Work request 1 ▸
In the review of Adam Rapp's novel "Wolf at the Table," which prison issued the laminated nurse's ID found among his mother's belongings?
Work request 2 ▸
From the review of "Wolf at the Table," extract the passage starting at "Fourteen years after" and ending at "prison in Illinois.".

A Murderer in the Family


It is not uncommon for novelists to deal with speculation about how much of their own lives makes its way into their fiction. The typical response is to deflect, with some version of how we are in all our books, and leave it at that.

Adam Rapp doesn’t play that game. In a two-page introduction provided to readers in advance copies of his new novel, “Wolf at the Table,” he wanted us to know a few things about his mother, Mary Lee Rapp, who died from cancer in 1997, at 55.

Fourteen years after her death, one of Rapp’s aunts gave him a shoe box of his mother’s belongings, in which he found her laminated nurse’s ID from Stateville Correctional, a maximum-security prison in Illinois.

Rapp grew up in nearby Joliet, and lived there when the serial killer John Wayne Gacy was arrested in 1978 and later convicted of the murders of 33 young men and boys. Rapp writes that his research led him to believe his mother was “likely the nurse who performed [Gacy’s] last physical before his execution” at Stateville on May 9, 1994.

This discovery gave Rapp the idea for the novel. “I wanted to honor my mother’s life,” he writes, “and I wanted to examine how a seemingly normal family — a good, hardworking, lower-middle-class family — can be in relationship to this very scary part of America.”

Consider this fair warning: With the story of the fictional Larkin family, Rapp spares nothing in his attempt to explain what most of us want to believe is the inexplicable. For that reason, it is not a book for those weary of attempts to cast the monsters among us as merely misunderstood.

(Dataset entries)
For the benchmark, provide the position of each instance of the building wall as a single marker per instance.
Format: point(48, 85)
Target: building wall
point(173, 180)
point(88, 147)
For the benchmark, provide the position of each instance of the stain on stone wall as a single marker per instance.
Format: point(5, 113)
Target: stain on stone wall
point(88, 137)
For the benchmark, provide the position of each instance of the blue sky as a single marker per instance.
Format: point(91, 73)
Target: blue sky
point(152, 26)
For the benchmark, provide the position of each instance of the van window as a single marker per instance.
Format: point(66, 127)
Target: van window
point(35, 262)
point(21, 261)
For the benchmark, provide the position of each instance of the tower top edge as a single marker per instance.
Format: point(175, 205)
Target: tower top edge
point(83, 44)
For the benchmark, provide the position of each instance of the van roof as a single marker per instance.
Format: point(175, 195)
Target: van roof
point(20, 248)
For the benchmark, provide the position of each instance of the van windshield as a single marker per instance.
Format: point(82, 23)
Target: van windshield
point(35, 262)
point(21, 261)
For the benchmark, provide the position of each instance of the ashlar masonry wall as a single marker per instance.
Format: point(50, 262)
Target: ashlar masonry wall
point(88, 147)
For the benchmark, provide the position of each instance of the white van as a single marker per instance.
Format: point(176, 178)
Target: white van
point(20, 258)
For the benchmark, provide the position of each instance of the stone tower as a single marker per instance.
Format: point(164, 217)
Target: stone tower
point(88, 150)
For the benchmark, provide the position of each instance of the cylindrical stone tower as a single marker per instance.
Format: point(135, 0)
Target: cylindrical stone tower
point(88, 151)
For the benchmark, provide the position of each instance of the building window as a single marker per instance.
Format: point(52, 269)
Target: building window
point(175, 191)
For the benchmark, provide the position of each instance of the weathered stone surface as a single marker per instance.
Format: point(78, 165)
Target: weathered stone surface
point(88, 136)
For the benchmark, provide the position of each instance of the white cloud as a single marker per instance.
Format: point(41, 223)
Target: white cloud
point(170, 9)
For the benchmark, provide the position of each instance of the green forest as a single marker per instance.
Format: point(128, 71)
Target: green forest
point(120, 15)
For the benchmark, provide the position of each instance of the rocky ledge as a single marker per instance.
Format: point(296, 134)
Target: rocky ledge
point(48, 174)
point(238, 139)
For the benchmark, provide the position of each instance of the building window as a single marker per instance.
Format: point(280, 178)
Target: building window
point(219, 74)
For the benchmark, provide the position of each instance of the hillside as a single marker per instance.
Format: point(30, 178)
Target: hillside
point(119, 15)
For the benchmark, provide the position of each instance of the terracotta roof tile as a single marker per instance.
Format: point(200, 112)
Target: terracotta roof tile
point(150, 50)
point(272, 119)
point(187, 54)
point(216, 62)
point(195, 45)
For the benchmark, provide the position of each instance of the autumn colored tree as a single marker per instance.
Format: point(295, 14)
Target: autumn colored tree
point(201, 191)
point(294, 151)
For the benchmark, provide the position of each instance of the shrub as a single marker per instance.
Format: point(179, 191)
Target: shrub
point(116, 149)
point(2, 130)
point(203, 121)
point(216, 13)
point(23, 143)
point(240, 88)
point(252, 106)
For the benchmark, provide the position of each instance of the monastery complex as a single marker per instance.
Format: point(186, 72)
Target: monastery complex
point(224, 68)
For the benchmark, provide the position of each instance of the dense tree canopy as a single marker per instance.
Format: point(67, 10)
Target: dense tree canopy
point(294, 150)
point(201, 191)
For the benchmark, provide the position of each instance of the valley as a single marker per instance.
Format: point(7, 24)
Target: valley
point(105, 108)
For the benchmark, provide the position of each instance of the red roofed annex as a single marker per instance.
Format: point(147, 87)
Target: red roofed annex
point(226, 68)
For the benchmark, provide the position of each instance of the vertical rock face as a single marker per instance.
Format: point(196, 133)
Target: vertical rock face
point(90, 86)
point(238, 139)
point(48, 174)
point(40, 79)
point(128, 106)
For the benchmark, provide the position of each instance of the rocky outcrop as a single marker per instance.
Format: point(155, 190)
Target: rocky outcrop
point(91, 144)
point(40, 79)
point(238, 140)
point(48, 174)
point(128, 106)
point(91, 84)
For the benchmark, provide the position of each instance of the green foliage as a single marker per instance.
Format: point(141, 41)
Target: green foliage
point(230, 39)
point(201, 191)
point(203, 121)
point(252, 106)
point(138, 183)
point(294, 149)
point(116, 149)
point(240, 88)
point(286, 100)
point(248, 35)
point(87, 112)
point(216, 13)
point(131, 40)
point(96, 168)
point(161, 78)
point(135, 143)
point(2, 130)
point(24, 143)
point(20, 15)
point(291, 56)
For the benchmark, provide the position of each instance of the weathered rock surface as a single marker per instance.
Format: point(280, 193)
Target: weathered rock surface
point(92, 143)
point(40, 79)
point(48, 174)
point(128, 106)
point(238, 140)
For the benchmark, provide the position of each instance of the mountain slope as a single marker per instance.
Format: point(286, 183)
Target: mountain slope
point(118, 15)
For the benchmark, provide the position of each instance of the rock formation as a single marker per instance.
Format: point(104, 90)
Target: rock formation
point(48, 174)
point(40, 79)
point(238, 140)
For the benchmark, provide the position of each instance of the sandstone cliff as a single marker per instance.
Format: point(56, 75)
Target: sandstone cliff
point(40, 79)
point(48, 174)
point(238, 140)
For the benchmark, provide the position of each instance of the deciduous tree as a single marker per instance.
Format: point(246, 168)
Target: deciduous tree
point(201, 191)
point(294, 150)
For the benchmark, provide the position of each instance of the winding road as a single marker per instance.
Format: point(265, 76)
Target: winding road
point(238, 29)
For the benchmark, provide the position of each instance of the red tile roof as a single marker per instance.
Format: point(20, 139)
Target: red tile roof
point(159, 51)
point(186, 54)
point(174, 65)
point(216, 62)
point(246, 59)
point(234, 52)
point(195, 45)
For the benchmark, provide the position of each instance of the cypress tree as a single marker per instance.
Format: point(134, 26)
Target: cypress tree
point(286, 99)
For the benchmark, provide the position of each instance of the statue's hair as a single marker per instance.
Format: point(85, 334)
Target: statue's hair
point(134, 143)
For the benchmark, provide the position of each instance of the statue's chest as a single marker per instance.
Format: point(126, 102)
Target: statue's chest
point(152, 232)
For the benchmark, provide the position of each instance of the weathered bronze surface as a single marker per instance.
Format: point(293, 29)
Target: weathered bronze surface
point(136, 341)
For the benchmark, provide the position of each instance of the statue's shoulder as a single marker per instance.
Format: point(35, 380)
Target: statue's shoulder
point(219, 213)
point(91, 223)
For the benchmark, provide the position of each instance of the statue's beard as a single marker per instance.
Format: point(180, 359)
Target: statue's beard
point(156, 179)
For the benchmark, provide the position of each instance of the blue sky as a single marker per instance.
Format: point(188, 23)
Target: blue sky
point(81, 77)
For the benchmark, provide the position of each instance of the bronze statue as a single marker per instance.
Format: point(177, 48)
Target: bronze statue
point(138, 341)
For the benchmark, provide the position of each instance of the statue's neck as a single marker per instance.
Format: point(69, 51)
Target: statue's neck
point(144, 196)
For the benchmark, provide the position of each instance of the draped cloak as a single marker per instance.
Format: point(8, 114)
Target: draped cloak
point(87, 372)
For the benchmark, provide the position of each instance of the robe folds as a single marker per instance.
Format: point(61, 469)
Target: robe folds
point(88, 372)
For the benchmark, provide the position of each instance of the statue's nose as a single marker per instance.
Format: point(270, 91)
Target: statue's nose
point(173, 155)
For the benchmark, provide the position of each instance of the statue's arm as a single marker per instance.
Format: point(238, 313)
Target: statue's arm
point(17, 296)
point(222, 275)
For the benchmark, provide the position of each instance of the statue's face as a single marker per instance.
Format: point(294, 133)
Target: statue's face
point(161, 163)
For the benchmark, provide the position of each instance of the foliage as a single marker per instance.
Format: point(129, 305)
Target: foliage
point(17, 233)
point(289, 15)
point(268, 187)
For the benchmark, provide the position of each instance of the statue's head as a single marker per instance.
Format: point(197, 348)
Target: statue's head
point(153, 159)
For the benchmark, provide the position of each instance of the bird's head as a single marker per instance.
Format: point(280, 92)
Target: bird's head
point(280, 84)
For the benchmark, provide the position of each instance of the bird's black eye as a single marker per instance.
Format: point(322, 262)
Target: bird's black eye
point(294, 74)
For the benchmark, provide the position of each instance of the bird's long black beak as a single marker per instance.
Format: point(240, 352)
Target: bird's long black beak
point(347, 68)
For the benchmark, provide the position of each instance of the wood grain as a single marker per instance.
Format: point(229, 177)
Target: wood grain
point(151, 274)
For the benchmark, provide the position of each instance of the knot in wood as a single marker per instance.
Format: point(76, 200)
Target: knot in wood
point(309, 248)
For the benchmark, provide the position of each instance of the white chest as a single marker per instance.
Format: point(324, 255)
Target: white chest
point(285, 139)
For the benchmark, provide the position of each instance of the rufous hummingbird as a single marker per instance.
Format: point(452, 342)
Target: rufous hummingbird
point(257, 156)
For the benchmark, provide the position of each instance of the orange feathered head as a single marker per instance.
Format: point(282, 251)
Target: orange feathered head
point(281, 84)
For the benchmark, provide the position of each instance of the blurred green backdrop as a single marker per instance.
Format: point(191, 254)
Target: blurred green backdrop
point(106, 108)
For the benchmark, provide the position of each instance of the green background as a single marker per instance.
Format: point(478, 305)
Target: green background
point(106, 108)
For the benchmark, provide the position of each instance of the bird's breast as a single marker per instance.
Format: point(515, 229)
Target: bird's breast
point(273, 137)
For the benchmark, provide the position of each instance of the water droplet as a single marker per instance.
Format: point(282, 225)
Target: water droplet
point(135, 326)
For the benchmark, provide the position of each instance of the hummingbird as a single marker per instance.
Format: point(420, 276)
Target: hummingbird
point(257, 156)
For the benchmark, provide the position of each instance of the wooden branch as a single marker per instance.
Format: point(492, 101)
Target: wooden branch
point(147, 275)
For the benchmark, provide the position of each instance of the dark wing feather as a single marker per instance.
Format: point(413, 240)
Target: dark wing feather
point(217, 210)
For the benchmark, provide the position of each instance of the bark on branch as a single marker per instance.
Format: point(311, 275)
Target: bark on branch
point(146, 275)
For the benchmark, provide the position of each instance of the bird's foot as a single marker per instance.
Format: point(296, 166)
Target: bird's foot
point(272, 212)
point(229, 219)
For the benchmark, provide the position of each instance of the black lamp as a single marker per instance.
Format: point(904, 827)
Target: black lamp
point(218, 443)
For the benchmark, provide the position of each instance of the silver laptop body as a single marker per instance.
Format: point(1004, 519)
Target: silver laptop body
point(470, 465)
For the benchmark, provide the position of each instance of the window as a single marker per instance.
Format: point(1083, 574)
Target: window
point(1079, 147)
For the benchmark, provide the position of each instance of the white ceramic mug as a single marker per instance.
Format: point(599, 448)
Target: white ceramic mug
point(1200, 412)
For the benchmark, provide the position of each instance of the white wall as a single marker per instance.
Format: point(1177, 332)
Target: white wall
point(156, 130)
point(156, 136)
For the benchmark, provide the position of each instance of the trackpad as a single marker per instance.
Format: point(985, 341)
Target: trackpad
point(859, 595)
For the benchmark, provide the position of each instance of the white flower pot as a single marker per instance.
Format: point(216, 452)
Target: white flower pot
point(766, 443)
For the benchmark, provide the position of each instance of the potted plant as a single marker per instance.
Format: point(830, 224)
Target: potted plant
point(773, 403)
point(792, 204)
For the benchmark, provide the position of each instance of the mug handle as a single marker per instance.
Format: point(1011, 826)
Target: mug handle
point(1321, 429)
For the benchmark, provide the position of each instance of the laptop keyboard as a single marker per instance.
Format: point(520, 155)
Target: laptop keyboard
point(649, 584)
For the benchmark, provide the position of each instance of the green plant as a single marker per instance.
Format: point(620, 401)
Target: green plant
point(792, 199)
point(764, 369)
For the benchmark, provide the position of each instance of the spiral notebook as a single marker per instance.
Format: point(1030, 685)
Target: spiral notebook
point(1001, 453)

Your response 1 ▸
Stateville Correctional, a maximum-security prison in Illinois.

Your response 2 ▸
Fourteen years after her death, one of Rapp’s aunts gave him a shoe box of his mother’s belongings, in which he found her laminated nurse’s ID from Stateville Correctional, a maximum-security prison in Illinois.